Short problem:
Convert every line of the material below into a Markdown table with the columns "No." and "Line", numbering the rows and skipping blank lines. Omit any images from the table.

Supplied records:
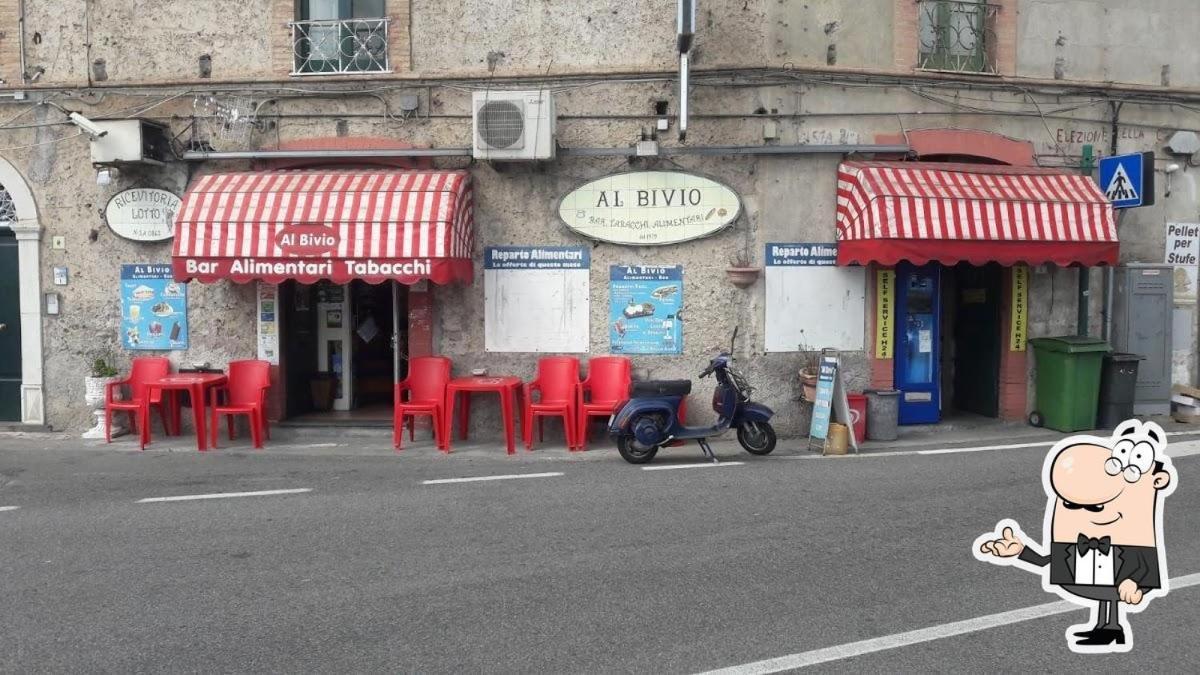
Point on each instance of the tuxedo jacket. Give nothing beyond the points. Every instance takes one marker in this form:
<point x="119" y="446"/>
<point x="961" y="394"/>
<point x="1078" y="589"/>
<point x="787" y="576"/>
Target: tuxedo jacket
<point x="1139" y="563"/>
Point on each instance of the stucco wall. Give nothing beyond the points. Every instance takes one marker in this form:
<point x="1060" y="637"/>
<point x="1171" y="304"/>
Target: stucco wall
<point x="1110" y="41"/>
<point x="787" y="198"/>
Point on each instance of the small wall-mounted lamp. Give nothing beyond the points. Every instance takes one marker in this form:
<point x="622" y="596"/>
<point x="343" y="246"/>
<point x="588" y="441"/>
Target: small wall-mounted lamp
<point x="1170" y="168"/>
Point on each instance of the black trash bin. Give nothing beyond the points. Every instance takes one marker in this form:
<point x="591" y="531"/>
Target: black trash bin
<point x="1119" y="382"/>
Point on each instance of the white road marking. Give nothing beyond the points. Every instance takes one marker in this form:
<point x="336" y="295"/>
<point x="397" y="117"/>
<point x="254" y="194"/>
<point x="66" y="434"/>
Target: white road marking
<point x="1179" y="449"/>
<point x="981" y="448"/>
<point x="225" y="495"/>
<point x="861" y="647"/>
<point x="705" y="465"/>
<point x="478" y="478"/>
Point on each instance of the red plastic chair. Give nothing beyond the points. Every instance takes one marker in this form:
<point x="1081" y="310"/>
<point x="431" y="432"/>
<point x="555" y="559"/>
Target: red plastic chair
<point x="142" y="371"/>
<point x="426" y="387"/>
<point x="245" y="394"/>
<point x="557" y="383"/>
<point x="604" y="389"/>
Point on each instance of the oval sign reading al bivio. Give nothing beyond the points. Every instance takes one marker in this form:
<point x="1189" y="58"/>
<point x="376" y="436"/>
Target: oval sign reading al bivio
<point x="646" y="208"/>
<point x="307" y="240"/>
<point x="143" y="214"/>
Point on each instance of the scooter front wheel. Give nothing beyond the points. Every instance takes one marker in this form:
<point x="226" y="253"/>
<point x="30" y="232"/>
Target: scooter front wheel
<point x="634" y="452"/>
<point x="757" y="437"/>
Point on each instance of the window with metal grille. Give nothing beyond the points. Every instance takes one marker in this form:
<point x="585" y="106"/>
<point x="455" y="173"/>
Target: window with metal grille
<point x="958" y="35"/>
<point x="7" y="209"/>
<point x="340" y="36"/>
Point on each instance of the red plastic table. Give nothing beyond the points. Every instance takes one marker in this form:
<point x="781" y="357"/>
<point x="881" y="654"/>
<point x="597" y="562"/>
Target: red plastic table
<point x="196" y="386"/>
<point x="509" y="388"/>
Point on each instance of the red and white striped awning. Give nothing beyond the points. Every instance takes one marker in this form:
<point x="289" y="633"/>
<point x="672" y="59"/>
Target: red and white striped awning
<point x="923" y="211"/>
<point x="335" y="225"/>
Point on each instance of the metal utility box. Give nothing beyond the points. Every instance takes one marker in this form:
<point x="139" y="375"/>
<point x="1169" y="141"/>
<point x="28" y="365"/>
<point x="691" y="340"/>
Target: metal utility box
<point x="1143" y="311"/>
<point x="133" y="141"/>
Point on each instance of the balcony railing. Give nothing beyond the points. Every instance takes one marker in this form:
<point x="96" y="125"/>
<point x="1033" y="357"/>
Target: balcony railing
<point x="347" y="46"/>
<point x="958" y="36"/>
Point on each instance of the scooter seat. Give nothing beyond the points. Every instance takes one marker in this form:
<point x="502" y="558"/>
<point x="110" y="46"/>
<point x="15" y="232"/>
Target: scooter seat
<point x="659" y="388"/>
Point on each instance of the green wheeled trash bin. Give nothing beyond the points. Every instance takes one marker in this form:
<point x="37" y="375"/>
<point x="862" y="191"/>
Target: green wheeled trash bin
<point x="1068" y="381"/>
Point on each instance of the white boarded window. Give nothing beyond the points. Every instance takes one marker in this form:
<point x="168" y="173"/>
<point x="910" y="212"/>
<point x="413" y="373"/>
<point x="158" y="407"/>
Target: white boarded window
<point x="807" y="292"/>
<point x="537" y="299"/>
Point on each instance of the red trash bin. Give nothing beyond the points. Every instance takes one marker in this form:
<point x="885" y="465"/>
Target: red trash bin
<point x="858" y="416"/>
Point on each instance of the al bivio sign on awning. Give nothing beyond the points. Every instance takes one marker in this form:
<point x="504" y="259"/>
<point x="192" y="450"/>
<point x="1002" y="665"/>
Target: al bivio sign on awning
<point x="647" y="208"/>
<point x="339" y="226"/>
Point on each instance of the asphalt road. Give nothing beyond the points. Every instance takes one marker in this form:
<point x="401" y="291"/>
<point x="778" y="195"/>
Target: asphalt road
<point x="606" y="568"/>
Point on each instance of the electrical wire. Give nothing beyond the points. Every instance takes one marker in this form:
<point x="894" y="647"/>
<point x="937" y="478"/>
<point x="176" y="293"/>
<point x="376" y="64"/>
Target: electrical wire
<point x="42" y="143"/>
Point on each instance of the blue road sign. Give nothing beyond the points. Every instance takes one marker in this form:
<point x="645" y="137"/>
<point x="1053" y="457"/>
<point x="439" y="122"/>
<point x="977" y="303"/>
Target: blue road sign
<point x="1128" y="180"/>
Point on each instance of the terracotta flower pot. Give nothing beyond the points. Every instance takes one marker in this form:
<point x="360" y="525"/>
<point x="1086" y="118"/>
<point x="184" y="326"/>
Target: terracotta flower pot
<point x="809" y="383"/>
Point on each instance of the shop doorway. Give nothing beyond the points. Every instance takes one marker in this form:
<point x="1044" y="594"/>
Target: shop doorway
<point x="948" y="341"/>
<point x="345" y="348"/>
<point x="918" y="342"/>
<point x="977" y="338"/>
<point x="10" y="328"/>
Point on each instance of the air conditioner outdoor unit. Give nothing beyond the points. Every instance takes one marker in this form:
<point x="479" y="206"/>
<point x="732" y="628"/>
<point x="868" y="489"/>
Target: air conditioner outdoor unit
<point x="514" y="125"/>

Answer to this task:
| No. | Line |
|---|---|
| 1 | Point on each instance of the tuxedo jacket. Give nothing beyond the points. Every instance takes one marker in this form: |
| 2 | <point x="119" y="446"/> |
| 3 | <point x="961" y="394"/> |
| 4 | <point x="1078" y="589"/> |
| 5 | <point x="787" y="576"/> |
| 6 | Target: tuxedo jacket |
| 7 | <point x="1139" y="563"/> |
| 8 | Point on each instance of the stucco wall. Give nothing beyond the points. Every instance takes one marker in this form: |
| 9 | <point x="1060" y="637"/> |
| 10 | <point x="1171" y="304"/> |
| 11 | Target: stucco wall |
| 12 | <point x="1110" y="41"/> |
| 13 | <point x="787" y="198"/> |
| 14 | Point on each instance of the small wall-mounted lamp. Give nothing beyond the points. Every instance takes one marker in this form: |
| 15 | <point x="622" y="596"/> |
| 16 | <point x="343" y="246"/> |
| 17 | <point x="588" y="441"/> |
| 18 | Target: small wall-mounted lamp |
| 19 | <point x="1170" y="168"/> |
| 20 | Point on each instance of the black trash bin. Give nothing beyond the points. Every instance takes one marker in this form: |
| 21 | <point x="591" y="531"/> |
| 22 | Target: black trash bin |
| 23 | <point x="1119" y="382"/> |
| 24 | Point on each instance of the white road marking. Give nothing beyond the points. Every instance takes one marker in this form: |
| 25 | <point x="336" y="295"/> |
| 26 | <point x="397" y="117"/> |
| 27 | <point x="254" y="194"/> |
| 28 | <point x="66" y="434"/> |
| 29 | Target: white road marking |
| 30 | <point x="1179" y="449"/> |
| 31 | <point x="981" y="448"/> |
| 32 | <point x="225" y="495"/> |
| 33 | <point x="861" y="647"/> |
| 34 | <point x="705" y="465"/> |
| 35 | <point x="478" y="478"/> |
| 36 | Point on each instance of the red plastic chair. Give nothing beyond the points. Every instance takes one marker in this form: |
| 37 | <point x="1081" y="310"/> |
| 38 | <point x="431" y="432"/> |
| 39 | <point x="555" y="559"/> |
| 40 | Target: red plastic chair |
| 41 | <point x="142" y="371"/> |
| 42 | <point x="426" y="387"/> |
| 43 | <point x="245" y="394"/> |
| 44 | <point x="557" y="383"/> |
| 45 | <point x="604" y="389"/> |
| 46 | Point on each instance of the oval sign reading al bivio. Give nothing beyond the points. Every instance takes one marker in this form: |
| 47 | <point x="1189" y="58"/> |
| 48 | <point x="376" y="436"/> |
| 49 | Target: oval sign reading al bivio |
| 50 | <point x="646" y="208"/> |
| 51 | <point x="307" y="240"/> |
| 52 | <point x="143" y="214"/> |
| 53 | Point on each instance of the scooter front wheel. Give nothing beyond the points. Every instance takes one marker in this form: |
| 54 | <point x="226" y="253"/> |
| 55 | <point x="30" y="232"/> |
| 56 | Target: scooter front wheel |
| 57 | <point x="634" y="452"/> |
| 58 | <point x="757" y="437"/> |
| 59 | Point on each instance of the window with metal grille. Give nothing beyond the points. Every instance takes one marker in this form: |
| 60 | <point x="585" y="106"/> |
| 61 | <point x="455" y="173"/> |
| 62 | Target: window with metal grille |
| 63 | <point x="958" y="35"/> |
| 64 | <point x="7" y="209"/> |
| 65 | <point x="340" y="36"/> |
| 66 | Point on each instance of the red plastic table. Give nothing beyond the points. Every instance takes one marker in this form: |
| 67 | <point x="781" y="357"/> |
| 68 | <point x="881" y="654"/> |
| 69 | <point x="597" y="562"/> |
| 70 | Target: red plastic table |
| 71 | <point x="196" y="386"/> |
| 72 | <point x="509" y="388"/> |
| 73 | Point on each instance of the red and white striped awning. Give nothing beyond the points. Every instance takes one marker in this form: |
| 74 | <point x="289" y="633"/> |
| 75 | <point x="672" y="59"/> |
| 76 | Target: red and white striped awning |
| 77 | <point x="923" y="211"/> |
| 78 | <point x="335" y="225"/> |
| 79 | Point on each instance of the metal utility box. Give nothing beyond the points. Every instance takes one marker in this form: |
| 80 | <point x="139" y="375"/> |
| 81 | <point x="1169" y="141"/> |
| 82 | <point x="28" y="365"/> |
| 83 | <point x="691" y="340"/> |
| 84 | Target: metal utility box |
| 85 | <point x="1143" y="311"/> |
| 86 | <point x="133" y="141"/> |
| 87 | Point on each instance of the balcony railing. Give nothing beyond the points. Every instance takes one marker in this form: |
| 88 | <point x="96" y="125"/> |
| 89 | <point x="1033" y="357"/> |
| 90 | Target: balcony railing |
| 91 | <point x="347" y="46"/> |
| 92 | <point x="958" y="36"/> |
| 93 | Point on each instance of the scooter seat. Give nothing beyond the points. Every instance takes one marker in this form: |
| 94 | <point x="502" y="558"/> |
| 95 | <point x="110" y="46"/> |
| 96 | <point x="15" y="232"/> |
| 97 | Target: scooter seat |
| 98 | <point x="659" y="388"/> |
| 99 | Point on each instance of the green wheeled trash bin. Give nothing beyond the points. Every instance takes one marker in this form: |
| 100 | <point x="37" y="375"/> |
| 101 | <point x="862" y="191"/> |
| 102 | Target: green wheeled trash bin |
| 103 | <point x="1068" y="381"/> |
| 104 | Point on each instance of the white boarded window. Give nothing beyond the points. Every instance takes one marker in this form: |
| 105 | <point x="168" y="173"/> |
| 106 | <point x="910" y="212"/> |
| 107 | <point x="413" y="373"/> |
| 108 | <point x="158" y="407"/> |
| 109 | Target: white boarded window |
| 110 | <point x="807" y="292"/> |
| 111 | <point x="537" y="299"/> |
| 112 | Point on each instance of the red trash bin. Give nothing beyond the points. Every instance takes one marker in this form: |
| 113 | <point x="885" y="465"/> |
| 114 | Target: red trash bin |
| 115 | <point x="858" y="416"/> |
| 116 | Point on each instance of the al bivio sign on awning. Give nothing beyond the points. Every instance takes one marker in this form: |
| 117 | <point x="504" y="259"/> |
| 118 | <point x="192" y="450"/> |
| 119 | <point x="1002" y="665"/> |
| 120 | Target: al bivio sign on awning |
| 121 | <point x="647" y="208"/> |
| 122 | <point x="339" y="226"/> |
| 123 | Point on each instance of the asphalt road. Give nothing beyond the points. Every instance takes one marker in this form: |
| 124 | <point x="401" y="291"/> |
| 125 | <point x="778" y="195"/> |
| 126 | Target: asphalt road |
| 127 | <point x="606" y="568"/> |
| 128 | Point on each instance of the electrical wire. Give nothing beyond the points. Every instance takes one marker in this form: |
| 129 | <point x="894" y="647"/> |
| 130 | <point x="937" y="478"/> |
| 131 | <point x="176" y="293"/> |
| 132 | <point x="376" y="64"/> |
| 133 | Target: electrical wire |
| 134 | <point x="42" y="143"/> |
| 135 | Point on each instance of the blue road sign. Give nothing beyond the points. Every instance takes one marker in this form: |
| 136 | <point x="645" y="137"/> |
| 137 | <point x="1053" y="457"/> |
| 138 | <point x="439" y="122"/> |
| 139 | <point x="977" y="303"/> |
| 140 | Target: blue road sign |
| 141 | <point x="1128" y="180"/> |
| 142 | Point on each instance of the terracotta flower pot. Give nothing beyond the points. Every instance takes one marker in this form: |
| 143 | <point x="360" y="525"/> |
| 144 | <point x="1086" y="118"/> |
| 145 | <point x="184" y="326"/> |
| 146 | Target: terracotta flower pot |
| 147 | <point x="809" y="383"/> |
| 148 | Point on each instance of the shop doorway. Give nothing beyond the points. Every instance takes one marker in this form: |
| 149 | <point x="1044" y="594"/> |
| 150 | Target: shop doorway |
| 151 | <point x="948" y="341"/> |
| 152 | <point x="345" y="348"/> |
| 153 | <point x="918" y="342"/> |
| 154 | <point x="977" y="338"/> |
| 155 | <point x="10" y="328"/> |
| 156 | Point on each instance of the air conditioner outdoor unit. Give nothing beyond the points. Every instance takes one marker in this form: |
| 157 | <point x="479" y="206"/> |
| 158 | <point x="732" y="628"/> |
| 159 | <point x="868" y="489"/> |
| 160 | Target: air conditioner outdoor unit |
| 161 | <point x="514" y="125"/> |